* [STATED PROBLEM]
Please return the part of the entries that begins with the line containing "Locate the clear" and ends with the line containing "<point>103,152</point>", word for word and with both of those lines included. Leave the pictures out.

* [DATA FOR PROCESSING]
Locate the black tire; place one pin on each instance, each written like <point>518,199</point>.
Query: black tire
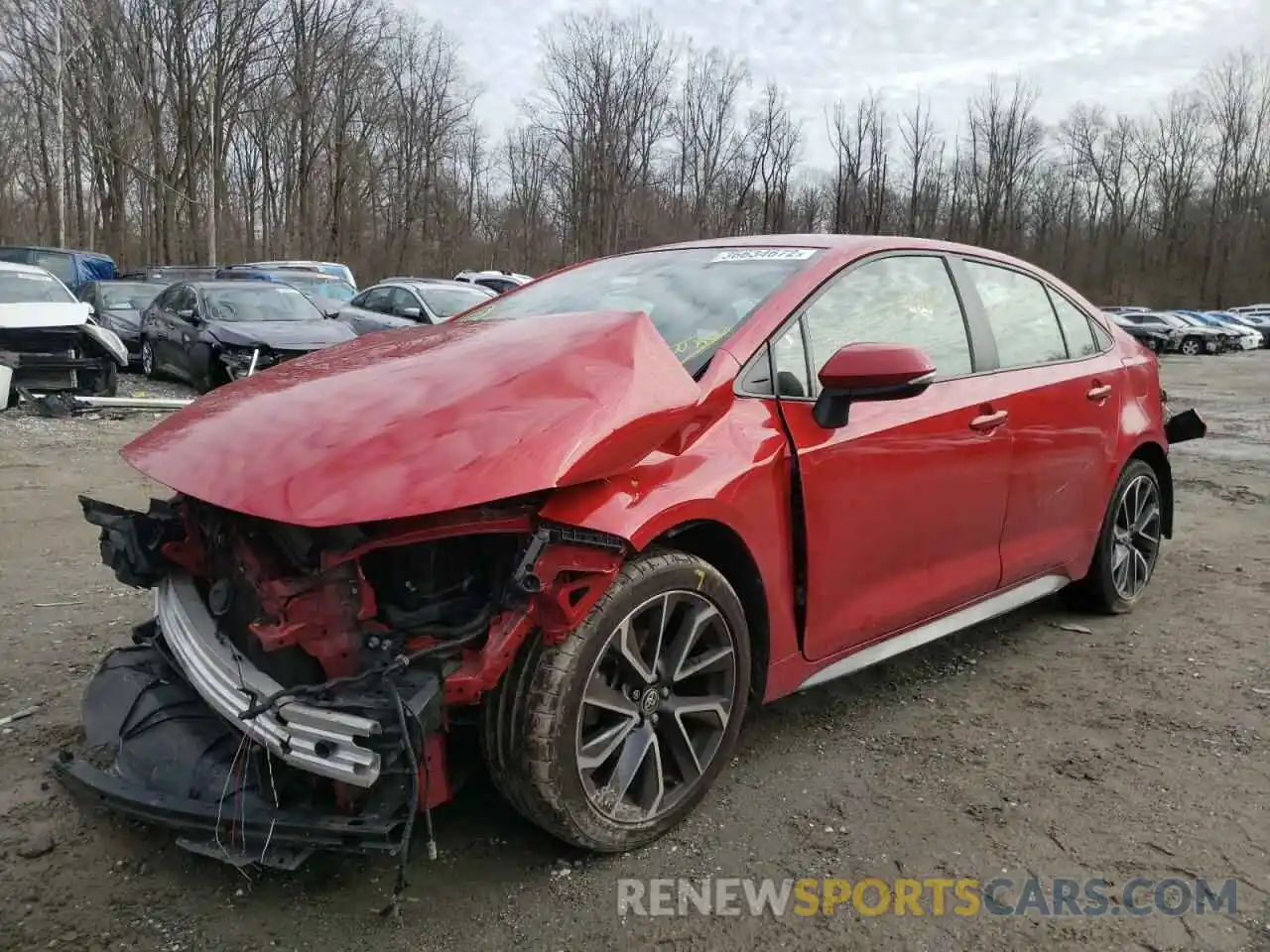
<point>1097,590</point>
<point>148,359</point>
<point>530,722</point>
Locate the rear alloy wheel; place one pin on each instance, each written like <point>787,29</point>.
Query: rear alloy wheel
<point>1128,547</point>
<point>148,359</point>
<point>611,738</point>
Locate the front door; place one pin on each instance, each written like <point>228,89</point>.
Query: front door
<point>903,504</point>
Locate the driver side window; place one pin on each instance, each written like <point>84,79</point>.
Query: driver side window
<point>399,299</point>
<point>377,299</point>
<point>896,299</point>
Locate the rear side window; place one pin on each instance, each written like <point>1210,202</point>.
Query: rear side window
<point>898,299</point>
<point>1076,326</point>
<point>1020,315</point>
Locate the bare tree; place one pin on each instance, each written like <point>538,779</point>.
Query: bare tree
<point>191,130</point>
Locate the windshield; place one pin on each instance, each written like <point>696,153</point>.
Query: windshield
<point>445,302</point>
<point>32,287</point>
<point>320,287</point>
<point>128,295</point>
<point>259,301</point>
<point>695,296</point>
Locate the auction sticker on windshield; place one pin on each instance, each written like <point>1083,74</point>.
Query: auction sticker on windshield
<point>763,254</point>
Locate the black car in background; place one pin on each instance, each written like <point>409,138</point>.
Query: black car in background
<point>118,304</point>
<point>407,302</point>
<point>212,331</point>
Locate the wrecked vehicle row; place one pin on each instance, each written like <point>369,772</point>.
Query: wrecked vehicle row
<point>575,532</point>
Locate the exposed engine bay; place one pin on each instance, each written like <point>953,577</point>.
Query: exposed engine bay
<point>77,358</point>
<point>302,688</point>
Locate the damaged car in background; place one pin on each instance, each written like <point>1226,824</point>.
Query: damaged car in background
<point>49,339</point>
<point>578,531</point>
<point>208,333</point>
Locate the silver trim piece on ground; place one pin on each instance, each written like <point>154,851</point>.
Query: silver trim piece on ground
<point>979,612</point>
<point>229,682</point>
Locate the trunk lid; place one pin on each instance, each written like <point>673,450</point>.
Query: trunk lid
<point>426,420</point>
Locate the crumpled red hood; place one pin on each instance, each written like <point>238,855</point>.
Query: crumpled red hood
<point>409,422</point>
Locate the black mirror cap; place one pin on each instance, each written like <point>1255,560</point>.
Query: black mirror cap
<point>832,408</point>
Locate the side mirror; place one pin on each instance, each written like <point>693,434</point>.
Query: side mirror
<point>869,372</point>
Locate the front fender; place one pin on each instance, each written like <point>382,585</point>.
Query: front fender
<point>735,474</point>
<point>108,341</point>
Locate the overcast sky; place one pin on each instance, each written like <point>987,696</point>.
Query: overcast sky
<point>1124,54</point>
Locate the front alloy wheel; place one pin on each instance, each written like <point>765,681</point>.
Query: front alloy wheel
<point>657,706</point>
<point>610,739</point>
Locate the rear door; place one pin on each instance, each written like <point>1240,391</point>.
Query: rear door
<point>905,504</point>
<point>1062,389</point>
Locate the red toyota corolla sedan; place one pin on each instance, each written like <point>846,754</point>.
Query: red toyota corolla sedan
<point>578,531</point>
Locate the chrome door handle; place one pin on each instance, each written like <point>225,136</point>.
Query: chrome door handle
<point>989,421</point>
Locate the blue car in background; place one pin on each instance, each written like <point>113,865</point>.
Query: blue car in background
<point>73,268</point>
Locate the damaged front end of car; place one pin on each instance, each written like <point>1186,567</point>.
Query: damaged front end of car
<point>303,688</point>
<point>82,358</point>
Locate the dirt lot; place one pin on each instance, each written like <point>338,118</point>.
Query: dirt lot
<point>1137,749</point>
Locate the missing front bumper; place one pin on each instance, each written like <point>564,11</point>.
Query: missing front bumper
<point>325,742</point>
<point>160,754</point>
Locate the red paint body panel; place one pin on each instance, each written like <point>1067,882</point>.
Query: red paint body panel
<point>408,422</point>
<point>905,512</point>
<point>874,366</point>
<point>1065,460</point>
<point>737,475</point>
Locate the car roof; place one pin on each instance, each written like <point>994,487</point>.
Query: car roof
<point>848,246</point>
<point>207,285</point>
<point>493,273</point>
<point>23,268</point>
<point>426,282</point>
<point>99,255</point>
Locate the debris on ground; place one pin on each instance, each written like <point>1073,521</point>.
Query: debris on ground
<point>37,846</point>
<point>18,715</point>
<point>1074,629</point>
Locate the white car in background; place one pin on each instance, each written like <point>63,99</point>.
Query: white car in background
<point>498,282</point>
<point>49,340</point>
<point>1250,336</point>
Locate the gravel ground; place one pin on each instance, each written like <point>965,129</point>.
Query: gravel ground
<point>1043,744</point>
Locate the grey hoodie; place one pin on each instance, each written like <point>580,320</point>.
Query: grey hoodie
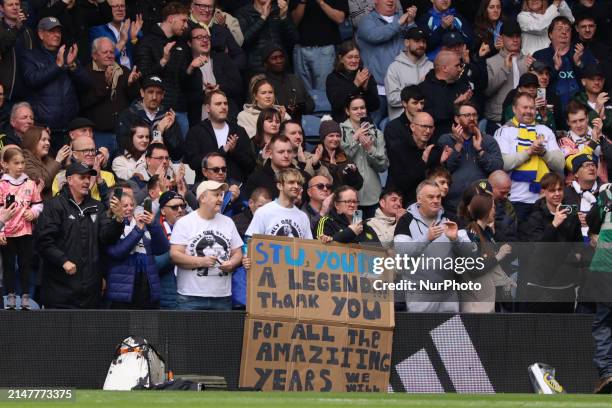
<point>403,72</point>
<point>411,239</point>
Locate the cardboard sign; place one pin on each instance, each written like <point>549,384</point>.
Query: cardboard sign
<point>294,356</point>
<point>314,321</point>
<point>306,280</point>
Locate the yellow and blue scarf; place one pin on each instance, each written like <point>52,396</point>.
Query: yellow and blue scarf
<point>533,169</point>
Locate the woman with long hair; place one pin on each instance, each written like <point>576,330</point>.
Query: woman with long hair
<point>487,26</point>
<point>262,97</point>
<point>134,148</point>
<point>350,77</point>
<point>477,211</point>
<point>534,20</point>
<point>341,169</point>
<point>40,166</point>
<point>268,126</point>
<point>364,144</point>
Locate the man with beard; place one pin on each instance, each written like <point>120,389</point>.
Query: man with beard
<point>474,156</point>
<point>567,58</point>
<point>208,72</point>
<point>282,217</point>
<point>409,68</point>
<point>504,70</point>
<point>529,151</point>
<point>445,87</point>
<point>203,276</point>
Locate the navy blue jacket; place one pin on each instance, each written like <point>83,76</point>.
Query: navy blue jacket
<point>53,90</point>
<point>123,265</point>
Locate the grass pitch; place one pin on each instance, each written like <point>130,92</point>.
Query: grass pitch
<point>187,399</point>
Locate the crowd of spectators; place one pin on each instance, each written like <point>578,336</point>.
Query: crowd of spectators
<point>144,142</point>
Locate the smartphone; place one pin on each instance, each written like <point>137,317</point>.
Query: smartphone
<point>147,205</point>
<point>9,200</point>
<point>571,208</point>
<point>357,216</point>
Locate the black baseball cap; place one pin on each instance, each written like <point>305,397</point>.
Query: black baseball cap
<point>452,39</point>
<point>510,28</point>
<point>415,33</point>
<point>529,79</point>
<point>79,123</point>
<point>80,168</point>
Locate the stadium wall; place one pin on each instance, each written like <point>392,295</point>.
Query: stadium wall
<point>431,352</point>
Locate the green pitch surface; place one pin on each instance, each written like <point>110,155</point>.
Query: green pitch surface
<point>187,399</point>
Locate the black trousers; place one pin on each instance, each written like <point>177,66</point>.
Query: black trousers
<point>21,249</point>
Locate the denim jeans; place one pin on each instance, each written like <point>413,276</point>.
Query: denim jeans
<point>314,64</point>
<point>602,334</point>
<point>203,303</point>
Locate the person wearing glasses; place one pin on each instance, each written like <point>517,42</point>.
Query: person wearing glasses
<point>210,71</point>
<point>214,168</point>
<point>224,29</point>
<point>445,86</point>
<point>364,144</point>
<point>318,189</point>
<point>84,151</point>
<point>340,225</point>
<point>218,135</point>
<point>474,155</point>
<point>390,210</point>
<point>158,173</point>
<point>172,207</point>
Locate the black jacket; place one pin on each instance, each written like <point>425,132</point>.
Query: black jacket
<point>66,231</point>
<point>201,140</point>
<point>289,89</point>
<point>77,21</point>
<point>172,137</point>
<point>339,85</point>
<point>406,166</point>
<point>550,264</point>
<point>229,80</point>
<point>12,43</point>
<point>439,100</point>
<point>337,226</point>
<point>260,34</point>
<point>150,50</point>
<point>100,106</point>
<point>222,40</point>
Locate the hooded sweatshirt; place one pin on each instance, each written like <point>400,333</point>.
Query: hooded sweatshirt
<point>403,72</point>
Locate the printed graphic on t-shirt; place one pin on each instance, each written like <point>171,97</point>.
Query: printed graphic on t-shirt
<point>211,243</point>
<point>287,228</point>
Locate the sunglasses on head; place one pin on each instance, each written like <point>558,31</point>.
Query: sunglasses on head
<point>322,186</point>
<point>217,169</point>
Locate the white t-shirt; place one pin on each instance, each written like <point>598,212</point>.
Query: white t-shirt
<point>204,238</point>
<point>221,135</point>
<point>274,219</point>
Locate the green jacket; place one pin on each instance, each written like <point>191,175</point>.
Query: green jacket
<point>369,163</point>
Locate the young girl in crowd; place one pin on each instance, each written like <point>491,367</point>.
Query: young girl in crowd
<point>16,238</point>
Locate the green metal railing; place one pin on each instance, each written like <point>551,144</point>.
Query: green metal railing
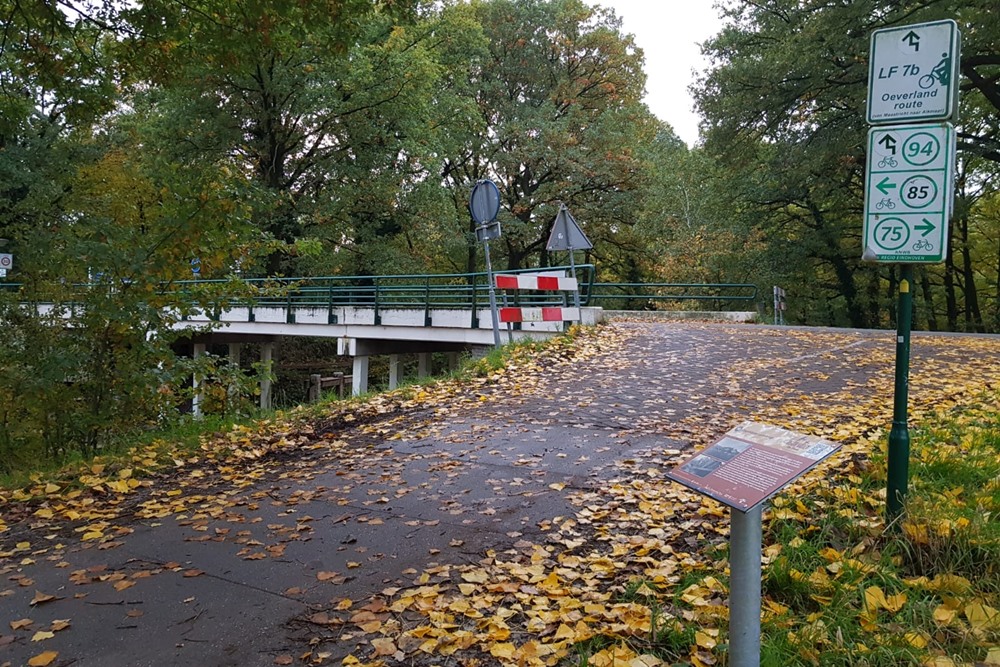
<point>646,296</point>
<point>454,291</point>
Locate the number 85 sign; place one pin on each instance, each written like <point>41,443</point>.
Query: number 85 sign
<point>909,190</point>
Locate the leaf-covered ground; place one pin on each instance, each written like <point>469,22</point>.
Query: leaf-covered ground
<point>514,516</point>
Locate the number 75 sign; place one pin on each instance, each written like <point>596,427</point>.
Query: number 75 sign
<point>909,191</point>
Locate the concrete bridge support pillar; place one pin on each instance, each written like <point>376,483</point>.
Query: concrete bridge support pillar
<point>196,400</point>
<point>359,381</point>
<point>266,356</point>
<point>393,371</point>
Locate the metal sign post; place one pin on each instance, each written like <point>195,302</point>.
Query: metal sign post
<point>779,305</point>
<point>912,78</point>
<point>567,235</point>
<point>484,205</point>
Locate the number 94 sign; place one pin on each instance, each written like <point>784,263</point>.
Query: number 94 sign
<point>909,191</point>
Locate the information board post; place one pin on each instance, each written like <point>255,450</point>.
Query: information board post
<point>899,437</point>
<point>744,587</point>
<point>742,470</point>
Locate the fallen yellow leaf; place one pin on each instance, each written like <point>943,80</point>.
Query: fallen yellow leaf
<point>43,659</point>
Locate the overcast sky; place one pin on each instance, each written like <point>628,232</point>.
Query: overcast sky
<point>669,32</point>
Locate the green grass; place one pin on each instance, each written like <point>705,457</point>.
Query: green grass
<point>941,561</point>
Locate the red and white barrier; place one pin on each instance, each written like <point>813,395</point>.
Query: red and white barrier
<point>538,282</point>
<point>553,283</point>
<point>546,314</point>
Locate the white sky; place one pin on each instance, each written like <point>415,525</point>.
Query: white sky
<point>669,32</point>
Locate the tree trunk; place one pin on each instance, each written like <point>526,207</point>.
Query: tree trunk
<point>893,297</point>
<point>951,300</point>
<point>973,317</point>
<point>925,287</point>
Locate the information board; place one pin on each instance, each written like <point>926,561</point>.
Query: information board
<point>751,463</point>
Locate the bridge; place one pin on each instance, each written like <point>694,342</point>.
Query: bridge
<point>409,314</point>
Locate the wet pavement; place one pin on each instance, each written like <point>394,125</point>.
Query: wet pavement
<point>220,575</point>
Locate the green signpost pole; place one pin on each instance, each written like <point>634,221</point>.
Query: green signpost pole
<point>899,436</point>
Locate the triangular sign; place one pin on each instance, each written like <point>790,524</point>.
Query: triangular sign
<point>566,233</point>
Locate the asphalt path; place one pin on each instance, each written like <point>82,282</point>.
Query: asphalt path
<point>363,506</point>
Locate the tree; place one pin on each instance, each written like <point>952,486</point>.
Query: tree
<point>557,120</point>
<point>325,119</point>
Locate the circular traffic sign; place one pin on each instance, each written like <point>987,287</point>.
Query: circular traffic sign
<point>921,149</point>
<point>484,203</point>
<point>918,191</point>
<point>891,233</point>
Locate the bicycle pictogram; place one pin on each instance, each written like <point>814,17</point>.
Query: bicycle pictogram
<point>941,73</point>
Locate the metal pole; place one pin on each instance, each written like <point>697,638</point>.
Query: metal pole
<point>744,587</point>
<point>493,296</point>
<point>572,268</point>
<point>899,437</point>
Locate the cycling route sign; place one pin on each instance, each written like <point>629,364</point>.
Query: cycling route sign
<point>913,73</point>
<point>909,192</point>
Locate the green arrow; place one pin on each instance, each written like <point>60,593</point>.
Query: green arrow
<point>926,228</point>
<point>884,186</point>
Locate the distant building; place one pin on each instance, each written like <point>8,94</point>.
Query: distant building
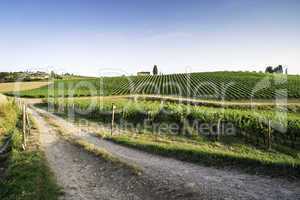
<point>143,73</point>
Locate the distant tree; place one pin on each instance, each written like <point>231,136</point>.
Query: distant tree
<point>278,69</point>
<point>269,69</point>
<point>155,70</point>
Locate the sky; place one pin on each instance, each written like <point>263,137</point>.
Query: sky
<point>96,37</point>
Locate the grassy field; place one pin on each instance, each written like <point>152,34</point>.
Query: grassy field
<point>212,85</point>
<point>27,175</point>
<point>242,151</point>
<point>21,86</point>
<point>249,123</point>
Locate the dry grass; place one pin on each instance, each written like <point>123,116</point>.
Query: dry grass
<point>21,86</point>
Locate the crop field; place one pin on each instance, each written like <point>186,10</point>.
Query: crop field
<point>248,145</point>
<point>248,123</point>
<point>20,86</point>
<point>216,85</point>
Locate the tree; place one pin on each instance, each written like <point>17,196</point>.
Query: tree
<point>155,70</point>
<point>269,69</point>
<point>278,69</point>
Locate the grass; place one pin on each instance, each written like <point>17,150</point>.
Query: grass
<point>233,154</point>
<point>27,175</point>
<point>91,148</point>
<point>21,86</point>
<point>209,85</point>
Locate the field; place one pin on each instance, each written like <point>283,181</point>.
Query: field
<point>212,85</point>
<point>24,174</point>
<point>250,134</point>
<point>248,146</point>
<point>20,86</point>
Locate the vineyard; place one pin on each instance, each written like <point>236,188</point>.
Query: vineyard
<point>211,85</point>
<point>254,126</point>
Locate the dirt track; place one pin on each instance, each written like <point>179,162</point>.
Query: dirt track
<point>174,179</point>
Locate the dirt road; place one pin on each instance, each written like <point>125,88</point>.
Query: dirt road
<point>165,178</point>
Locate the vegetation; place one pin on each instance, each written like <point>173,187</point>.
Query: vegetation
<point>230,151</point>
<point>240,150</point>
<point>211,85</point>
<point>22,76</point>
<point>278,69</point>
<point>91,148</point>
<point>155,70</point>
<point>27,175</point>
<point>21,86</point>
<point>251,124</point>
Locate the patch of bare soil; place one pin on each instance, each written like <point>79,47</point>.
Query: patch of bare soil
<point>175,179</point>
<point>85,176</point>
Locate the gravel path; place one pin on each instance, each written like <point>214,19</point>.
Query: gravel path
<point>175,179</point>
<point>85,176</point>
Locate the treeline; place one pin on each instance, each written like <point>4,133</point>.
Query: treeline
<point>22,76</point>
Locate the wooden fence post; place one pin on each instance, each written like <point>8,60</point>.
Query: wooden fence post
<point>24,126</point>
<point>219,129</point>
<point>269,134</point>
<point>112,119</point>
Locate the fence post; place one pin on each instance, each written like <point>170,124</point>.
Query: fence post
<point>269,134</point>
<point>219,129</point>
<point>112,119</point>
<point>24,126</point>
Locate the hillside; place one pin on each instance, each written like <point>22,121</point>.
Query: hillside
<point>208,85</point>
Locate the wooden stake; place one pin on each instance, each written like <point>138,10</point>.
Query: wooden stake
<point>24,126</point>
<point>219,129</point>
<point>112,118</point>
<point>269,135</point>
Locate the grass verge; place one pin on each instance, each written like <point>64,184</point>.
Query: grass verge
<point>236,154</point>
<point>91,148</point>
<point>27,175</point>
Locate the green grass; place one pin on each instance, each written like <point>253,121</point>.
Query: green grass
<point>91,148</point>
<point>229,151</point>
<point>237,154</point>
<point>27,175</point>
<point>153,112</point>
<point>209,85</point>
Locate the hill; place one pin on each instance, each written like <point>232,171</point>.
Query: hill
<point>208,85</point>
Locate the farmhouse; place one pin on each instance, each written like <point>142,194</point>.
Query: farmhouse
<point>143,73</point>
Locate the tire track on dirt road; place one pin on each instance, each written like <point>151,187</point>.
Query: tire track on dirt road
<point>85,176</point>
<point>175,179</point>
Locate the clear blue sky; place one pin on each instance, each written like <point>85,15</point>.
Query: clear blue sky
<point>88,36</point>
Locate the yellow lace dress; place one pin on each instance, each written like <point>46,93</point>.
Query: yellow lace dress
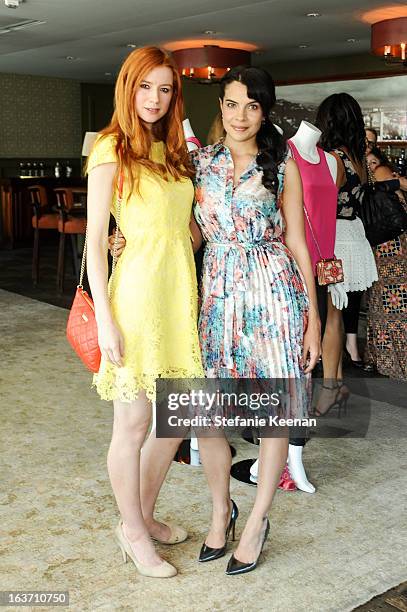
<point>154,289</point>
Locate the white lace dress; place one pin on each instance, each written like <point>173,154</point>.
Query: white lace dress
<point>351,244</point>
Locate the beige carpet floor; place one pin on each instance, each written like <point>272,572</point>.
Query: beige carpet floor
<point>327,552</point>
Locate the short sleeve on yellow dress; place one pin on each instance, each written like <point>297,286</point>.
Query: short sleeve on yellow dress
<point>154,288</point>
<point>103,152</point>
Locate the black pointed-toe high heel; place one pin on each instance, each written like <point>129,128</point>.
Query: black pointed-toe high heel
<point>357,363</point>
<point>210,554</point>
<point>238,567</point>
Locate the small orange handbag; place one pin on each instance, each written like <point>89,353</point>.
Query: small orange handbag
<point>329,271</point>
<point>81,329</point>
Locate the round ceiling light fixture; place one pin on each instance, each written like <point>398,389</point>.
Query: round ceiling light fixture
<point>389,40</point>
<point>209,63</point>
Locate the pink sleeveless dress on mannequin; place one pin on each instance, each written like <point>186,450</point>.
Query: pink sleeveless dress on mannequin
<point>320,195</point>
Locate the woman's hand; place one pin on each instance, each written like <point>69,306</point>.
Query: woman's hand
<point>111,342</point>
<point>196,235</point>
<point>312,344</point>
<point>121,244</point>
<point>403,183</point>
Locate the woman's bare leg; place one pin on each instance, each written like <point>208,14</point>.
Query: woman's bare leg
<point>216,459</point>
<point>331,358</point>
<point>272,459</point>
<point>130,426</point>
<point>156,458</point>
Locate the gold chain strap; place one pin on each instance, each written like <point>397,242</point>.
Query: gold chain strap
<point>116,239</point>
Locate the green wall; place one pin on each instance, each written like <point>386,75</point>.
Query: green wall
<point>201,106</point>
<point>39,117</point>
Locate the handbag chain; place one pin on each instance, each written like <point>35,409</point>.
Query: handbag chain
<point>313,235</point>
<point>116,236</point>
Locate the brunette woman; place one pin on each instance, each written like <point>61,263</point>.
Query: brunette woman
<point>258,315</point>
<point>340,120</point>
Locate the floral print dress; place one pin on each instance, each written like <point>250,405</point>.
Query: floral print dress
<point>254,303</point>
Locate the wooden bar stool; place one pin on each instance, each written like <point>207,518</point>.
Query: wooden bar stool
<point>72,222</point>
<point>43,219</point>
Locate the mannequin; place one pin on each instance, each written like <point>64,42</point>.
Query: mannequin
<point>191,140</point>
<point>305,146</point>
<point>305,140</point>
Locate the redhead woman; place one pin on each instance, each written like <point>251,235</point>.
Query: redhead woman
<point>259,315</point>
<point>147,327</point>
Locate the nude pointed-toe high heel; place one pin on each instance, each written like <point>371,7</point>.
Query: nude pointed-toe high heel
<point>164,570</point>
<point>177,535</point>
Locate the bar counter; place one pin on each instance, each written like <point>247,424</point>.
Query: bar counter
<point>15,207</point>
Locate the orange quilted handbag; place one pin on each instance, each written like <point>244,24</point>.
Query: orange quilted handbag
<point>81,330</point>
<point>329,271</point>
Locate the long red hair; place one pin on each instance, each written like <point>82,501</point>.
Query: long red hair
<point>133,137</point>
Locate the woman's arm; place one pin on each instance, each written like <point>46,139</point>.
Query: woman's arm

* [SOLUTION]
Locate the clear blue sky; place one pin on each instance, each written like <point>85,15</point>.
Query: clear blue sky
<point>88,36</point>
Locate the yellow lace dress; place one pin on each instance, each written like <point>46,93</point>.
Query: yellow lace dress
<point>154,289</point>
Locate the white lace dress; place one pin on each instance, each written like <point>173,154</point>.
Query: white lace dress
<point>351,244</point>
Locate the beige carpet floor; place one pin on each instance, each written like <point>272,572</point>.
Query: beige carpet floor
<point>327,552</point>
Locate the short sleeve on yellow dress; place one pin on each instance, each written like <point>297,286</point>.
Query: short sleeve on yellow dress
<point>154,288</point>
<point>103,152</point>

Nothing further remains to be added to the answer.